**About this exercise**
Write the next part of the recovery blog entry "A Daily Decision," picking up after its final sentence.

Monday, July 5, 2010

“A Daily Decision”

Sponsorship is said to be one of the most rewarding parts of the program, and as I keep doing it, I discover new truth to that statement. One of the guys I’m working with is actually dealing with a lot of the same issues that I am right now. We’ve talked about how he doesn’t quite get the ‘hope thing’. I told him about the work I had just done on that very subject. We talk a lot about relationships, commiserating about feeling like we’ll never be able to have a successful one. It’s kind of neat how in sync we are sometimes. I get to let him know that he’s not alone in what he’s dealing with. I get to see that for myself. And I get to pass on what I have learned and see how it’s helpful to someone else.

Earlier, he called me up to say how he’s started making a daily decision to work at not being insane. I smiled. I told him I was proud of him and how great it was for him to get to that place. After all, it is the ultimate point of working the program of Recovery.

Being sober is only the beginning. As we accumulate time, the obsession to use falls away. At first, we make a daily decision not to put in. Sometimes, though, people aren’t quite ready to fully give themselves over to the program. Maybe they are unwilling to admit their lives are unmanageable. Maybe they’re still addicted to the chaos and insanity. Some people really struggle with this part of the disease. Maybe they’re still ruled by fear and are unwilling to let go; the only thing they’ve ever known is the insane up and down and even though they hate it, they’re unwilling to let go of it because it’s easier to stay with the devil they know.

As the obsession to use falls away, we start addressing the real issue: the disease. We start finding new ways of being in the world. We learn to think differently, to act differently. Instead of lying, we begin to be rigorously honest. Instead of being afraid, we learn to be hopeful. Instead of trying to control, we start having faith that we are guided.

**Excerpted data**
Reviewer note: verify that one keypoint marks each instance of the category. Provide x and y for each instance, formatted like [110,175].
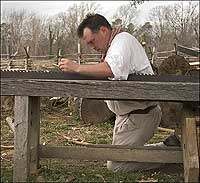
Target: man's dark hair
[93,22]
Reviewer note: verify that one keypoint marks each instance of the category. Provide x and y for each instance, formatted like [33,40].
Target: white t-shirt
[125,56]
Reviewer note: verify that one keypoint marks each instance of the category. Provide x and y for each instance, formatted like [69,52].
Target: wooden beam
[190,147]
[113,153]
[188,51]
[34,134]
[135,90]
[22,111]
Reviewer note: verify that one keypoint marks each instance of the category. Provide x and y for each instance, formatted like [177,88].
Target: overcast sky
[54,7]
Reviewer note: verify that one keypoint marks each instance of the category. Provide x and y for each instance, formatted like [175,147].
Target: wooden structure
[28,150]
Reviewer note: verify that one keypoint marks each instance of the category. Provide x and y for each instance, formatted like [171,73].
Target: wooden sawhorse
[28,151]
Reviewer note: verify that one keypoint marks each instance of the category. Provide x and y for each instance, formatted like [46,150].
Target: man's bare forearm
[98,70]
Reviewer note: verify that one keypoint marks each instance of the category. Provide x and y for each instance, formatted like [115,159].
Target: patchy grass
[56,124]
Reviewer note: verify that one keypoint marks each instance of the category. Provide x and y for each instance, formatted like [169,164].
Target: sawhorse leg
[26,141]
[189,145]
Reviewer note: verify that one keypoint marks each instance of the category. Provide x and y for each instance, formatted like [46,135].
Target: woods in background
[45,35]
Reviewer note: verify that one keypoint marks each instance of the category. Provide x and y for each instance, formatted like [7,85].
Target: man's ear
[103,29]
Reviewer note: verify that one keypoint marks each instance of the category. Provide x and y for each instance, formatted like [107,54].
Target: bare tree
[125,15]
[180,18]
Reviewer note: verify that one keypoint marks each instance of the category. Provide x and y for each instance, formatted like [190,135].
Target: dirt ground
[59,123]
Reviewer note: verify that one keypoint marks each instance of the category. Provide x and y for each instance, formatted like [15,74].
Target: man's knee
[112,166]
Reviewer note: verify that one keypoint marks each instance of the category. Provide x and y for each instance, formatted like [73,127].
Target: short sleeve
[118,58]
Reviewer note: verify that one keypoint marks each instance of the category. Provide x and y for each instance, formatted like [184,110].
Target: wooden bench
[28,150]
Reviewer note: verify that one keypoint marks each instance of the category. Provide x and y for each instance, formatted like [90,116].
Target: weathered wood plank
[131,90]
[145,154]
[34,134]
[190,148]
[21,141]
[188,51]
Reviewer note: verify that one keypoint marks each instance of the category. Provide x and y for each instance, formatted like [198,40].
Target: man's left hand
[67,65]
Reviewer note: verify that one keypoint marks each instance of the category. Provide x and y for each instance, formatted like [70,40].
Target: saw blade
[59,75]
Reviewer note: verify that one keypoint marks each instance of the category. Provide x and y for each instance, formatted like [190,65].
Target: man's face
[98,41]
* * *
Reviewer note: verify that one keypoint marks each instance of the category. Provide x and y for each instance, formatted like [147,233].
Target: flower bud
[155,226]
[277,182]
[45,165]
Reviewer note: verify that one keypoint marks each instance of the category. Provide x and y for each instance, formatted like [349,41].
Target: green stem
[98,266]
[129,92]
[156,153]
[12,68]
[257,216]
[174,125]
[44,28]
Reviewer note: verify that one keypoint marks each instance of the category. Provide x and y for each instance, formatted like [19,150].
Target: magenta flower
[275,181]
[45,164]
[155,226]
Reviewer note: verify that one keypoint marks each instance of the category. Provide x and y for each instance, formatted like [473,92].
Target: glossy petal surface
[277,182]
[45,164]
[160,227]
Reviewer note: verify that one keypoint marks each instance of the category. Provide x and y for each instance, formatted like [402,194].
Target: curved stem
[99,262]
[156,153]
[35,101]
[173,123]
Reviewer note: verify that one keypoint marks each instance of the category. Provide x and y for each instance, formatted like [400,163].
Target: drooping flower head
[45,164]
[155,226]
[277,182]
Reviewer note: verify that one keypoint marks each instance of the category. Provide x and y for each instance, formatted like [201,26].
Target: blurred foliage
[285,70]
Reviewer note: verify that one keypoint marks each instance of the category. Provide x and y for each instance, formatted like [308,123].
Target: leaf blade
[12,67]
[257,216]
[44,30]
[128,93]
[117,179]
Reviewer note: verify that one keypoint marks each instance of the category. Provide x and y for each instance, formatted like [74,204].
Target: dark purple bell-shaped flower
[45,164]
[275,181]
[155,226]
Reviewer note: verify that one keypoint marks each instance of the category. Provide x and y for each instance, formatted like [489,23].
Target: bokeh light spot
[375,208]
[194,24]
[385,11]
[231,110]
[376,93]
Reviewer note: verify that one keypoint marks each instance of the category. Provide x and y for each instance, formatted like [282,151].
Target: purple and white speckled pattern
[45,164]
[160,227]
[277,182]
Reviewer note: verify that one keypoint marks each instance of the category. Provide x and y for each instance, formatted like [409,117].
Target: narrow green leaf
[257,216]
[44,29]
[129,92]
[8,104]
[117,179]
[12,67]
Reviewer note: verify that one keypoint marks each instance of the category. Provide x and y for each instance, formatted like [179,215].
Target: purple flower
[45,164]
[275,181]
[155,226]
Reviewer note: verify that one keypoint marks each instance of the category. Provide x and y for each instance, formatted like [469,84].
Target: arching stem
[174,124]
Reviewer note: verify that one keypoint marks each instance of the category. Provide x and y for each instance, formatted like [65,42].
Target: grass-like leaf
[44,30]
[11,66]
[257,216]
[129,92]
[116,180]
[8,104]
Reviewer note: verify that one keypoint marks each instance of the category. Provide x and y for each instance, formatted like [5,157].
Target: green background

**Task result**
Recovery is about so much more that just living clean and sober. It’s about learning a way of life that works. The rewards are beyond our wildest dreams, but we have to do the work to get them. It can be frustrating. The pace of change, the apparent lack of progress. And even in sobriety there is an easier, softer way that is tempting. We can switch our drug of choice; we can find a relationship with someone who we think will ‘save us’. We can find any number of ways to avoid doing the hard work we need to do.

If we chose to avoid those things, if instead we choose--each day--to work the program as best we can, that’s when the rewards come. We get out of it what we put into it. If we don’t work it very hard, we don’t get very much Recovery. If we stop working the program, we go back to being insane. We go back to active addiction. We start traveling back down the road that leads to jails, mental institutions, and death.

Fortunately, we are given a choice. It’s not a choice anyone else can make for us. We have to make it for ourselves each day. Do I want to be sober today? Do I want to turn away from insanity today? For me, the answer is still ‘yes’ to both. Thank God.